#### Trecho fornecido:
※

O difícil exercício da
autocrítica
Simone Demolinari
O final do ano nos convida à reflexão. Mas será que conseguimos olhar
para dentro de nós com isenção narcísica e fazer um bom exame de consciência
sobre nossas condutas? Mergulhar dentro de si não é uma tarefa fácil.
Geralmente tendemos a enxergar melhor os erros nos outros e atenuá-los em nós.
No final de 2014, o papa Francisco fez um interessante discurso à Cúria
Romana convidando-os a uma autocrítica. Ele se ateve a alguns comportamentos
que chamou de “doenças”, que ao meu ver são reflexões muito pertinentes à vida
de qualquer pessoa. Vejamos algumas de forma resumida:
- A doença do sentir-se “imortal”, “imune” ou até mesmo “indispensável”.
Esta é a enfermidade daqueles que se sentem superiores a todos. Muitas vezes
deriva da patologia do poder, do “complexo dos eleitos”, do narcisismo que fixa
apaixonadamente a sua imagem. A estes, uma visita ordinária aos cemitérios
poderia ajudar. Ver os nomes de tantas pessoas que já partiram, algumas das quais
pensassem talvez ser imortais, imunes e indispensáveis.
- A doença da má coordenação. Quando os membros do corpo perdem a
comunhão entre si, o corpo perde a sua funcionalidade harmoniosa. É como uma
orquestra que só produz barulho, pois seus membros não cooperam uns com os
outros. É quando o pé diz ao braço: “não preciso de ti para nada”, ou a mão à
cabeça: “quem manda sou eu”, causando, assim, desarmonia e mal-estar.
- A doença da esquizofrenia existencial. É a doença dos que vivem uma
vida dupla, fruto da hipocrisia típica do medíocre e do vazio espiritual, onde
nível social ou títulos acadêmicos não podem preencher. Criam, assim, um mundo
paralelo, onde colocam à parte tudo aquilo que ensinam severamente aos outros e
começam a viver uma vida oculta e muitas vezes dissoluta.
- A doença das bisbilhotices, das murmurações e da fofoca. É uma doença
grave, que começa simplesmente, quem sabe, para trocar poucas palavras e se
apoderar da pessoa, transformando-a em semeadora de intrigas e homicidas da
fama dos colegas. É a doença das pessoas covardes que, não tendo a coragem de
falar diretamente, falam pelas costas.
- A doença de “endeusamento” dos chefes. É a doença daqueles que
cortejam seus superiores, esperando daí obter vantagens. São vítimas do oportunismo.
Esta doença também pode ocorrer inversamente, quando os chefes cortejam alguns
colaboradores para obter deles submissão, lealdade e dependência psicológica.
- A doença da indiferença para com os outros. Quando alguém pensa
somente em si, perdendo a sinceridade e o calor das relações humanas. Quando se
chega ao conhecimento de algo e o esconde para si, ao invés de partilhar
positivamente com os outros. Quando, por ciúme ou por astúcia, se sente alegria
ao ver o outro cair, ao invés de erguê-lo e encorajá-lo.
Talvez uma boa sugestão para essa época do ano seja a confraternização
interior, substituindo mensagens natalinas e presentes comemorativos por um
profundo mergulho em nós mesmos, tentando, com humildade, ser pessoas melhores.

※

#### Instruções:
- a) Liste todas as doenças enumeradas no texto sobre autocrítica, usando o nome com que cada uma é apresentada.
- b) Transcreva do texto sobre autocrítica o trecho que começa nas palavras “- A doença da esquizofrenia” e termina logo depois de “falam pelas costas.”.

Itens de um conjunto de dados:
※

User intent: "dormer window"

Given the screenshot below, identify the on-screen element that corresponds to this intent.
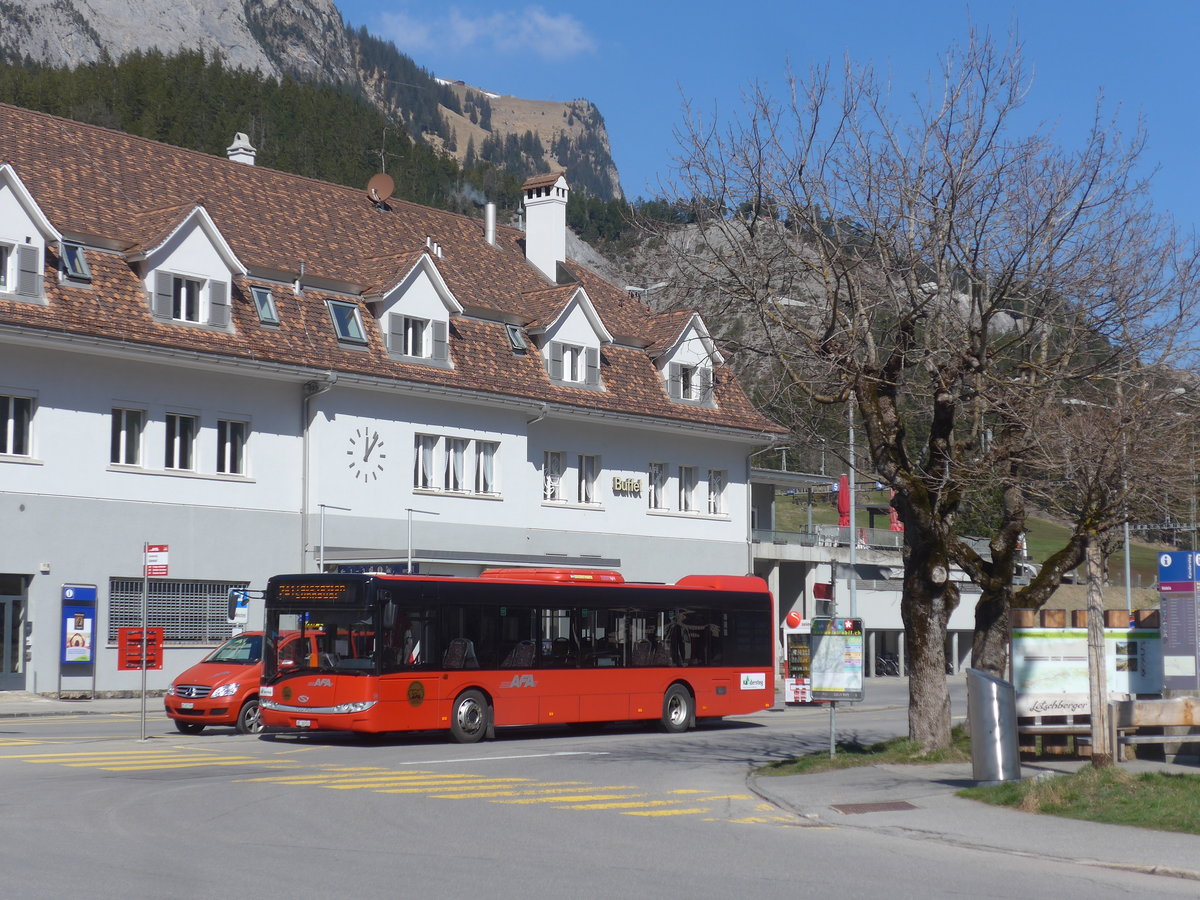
[0,242,42,298]
[329,300,367,343]
[667,362,713,403]
[152,271,229,330]
[388,312,450,365]
[250,288,280,325]
[62,242,91,283]
[550,341,600,388]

※

#### Lista de respostas:
- a)
- A doença do sentir-se “imortal”, “imune” ou até mesmo “indispensável”
- A doença da má coordenação
- A doença da esquizofrenia existencial
- A doença das bisbilhotices, das murmurações e da fofoca
- A doença de “endeusamento” dos chefes
- A doença da indiferença para com os outros

- b)
- A doença da esquizofrenia existencial. É a doença dos que vivem uma
vida dupla, fruto da hipocrisia típica do medíocre e do vazio espiritual, onde
nível social ou títulos acadêmicos não podem preencher. Criam, assim, um mundo
paralelo, onde colocam à parte tudo aquilo que ensinam severamente aos outros e
começam a viver uma vida oculta e muitas vezes dissoluta.
- A doença das bisbilhotices, das murmurações e da fofoca. É uma doença
grave, que começa simplesmente, quem sabe, para trocar poucas palavras e se
apoderar da pessoa, transformando-a em semeadora de intrigas e homicidas da
fama dos colegas. É a doença das pessoas covardes que, não tendo a coragem de
falar diretamente, falam pelas costas.